Provided passage:
Take Five: Will it pass or will it last? – Metro US

Take Five: Will it pass or will it last?

FILE PHOTO: A Wall Street sign is pictured outside the
FILE PHOTO: A Wall Street sign is pictured outside the New York Stock Exchange, in New York City, U.S.


The dollar is on the ropes, having erased its gains for 2020 versus a basket of currencies. The reversal stems from the Federal Reserve’s apparent resolve to keep printing money at the current pace despite signs of an economic and inflation rebound.

Fed officials mostly dismiss higher prices as transitory and stemming from base effects. That view will be tested on May 28 by the latest reading of the personal consumption expenditures (PCE) index.

The core PCE, excluding food and energy, is the Fed’s preferred inflation measure for its 2% flexible average target. It was up 1.8% in the 12 months to March.

If the Fed sticks to its guns even in the face of a blowout PCE print, the dollar could lurch lower still. That should add fuel to the commodity rally and boost equity sentiment. But watch the crypto market – a repeat of this week’s wobbles could bring back the safe-haven bid.

Data extract:
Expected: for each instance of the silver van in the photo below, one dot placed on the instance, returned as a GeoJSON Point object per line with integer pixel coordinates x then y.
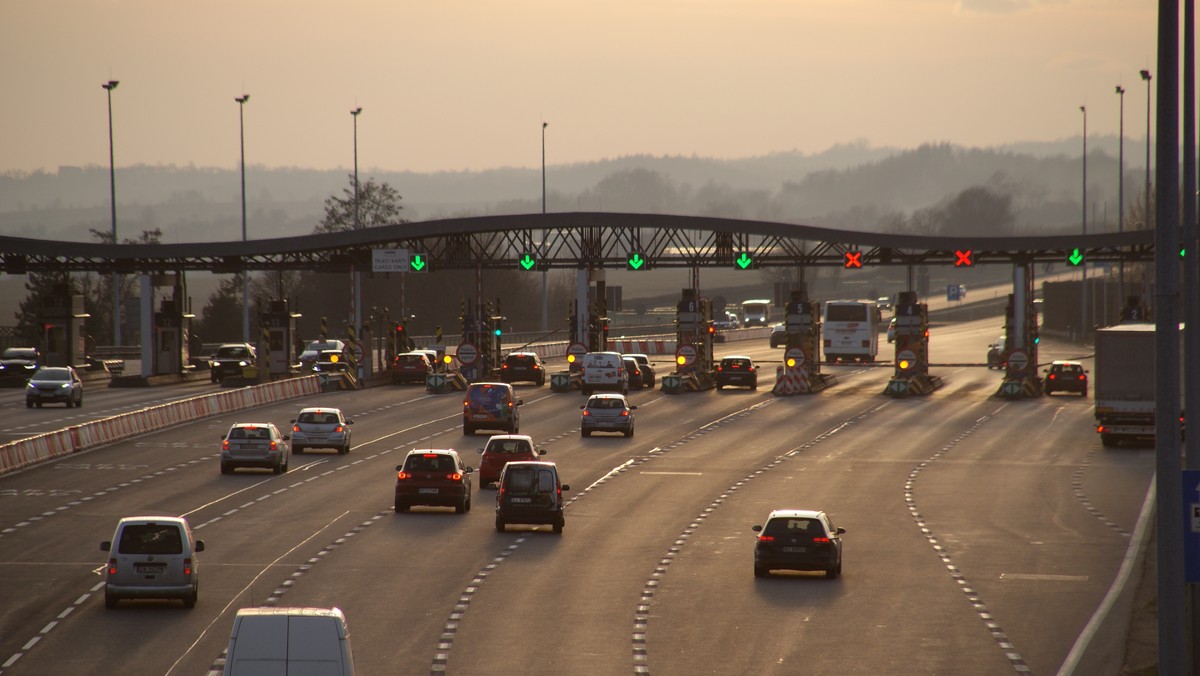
{"type": "Point", "coordinates": [289, 640]}
{"type": "Point", "coordinates": [151, 557]}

Problem A: According to the Take Five article, why has the dollar erased its gains for 2020 against a basket of currencies?
Problem B: In the Take Five article, retype everything from "Take Five: Will it pass or will it last? –" down to "York City, U.S.".

Answer space A: The reversal stems from the Federal Reserve's apparent resolve to keep printing money at the current pace, despite signs of an economic and inflation rebound.

Answer space B:
Take Five: Will it pass or will it last? – Metro US

Take Five: Will it pass or will it last?

FILE PHOTO: A Wall Street sign is pictured outside the
FILE PHOTO: A Wall Street sign is pictured outside the New York Stock Exchange, in New York City, U.S.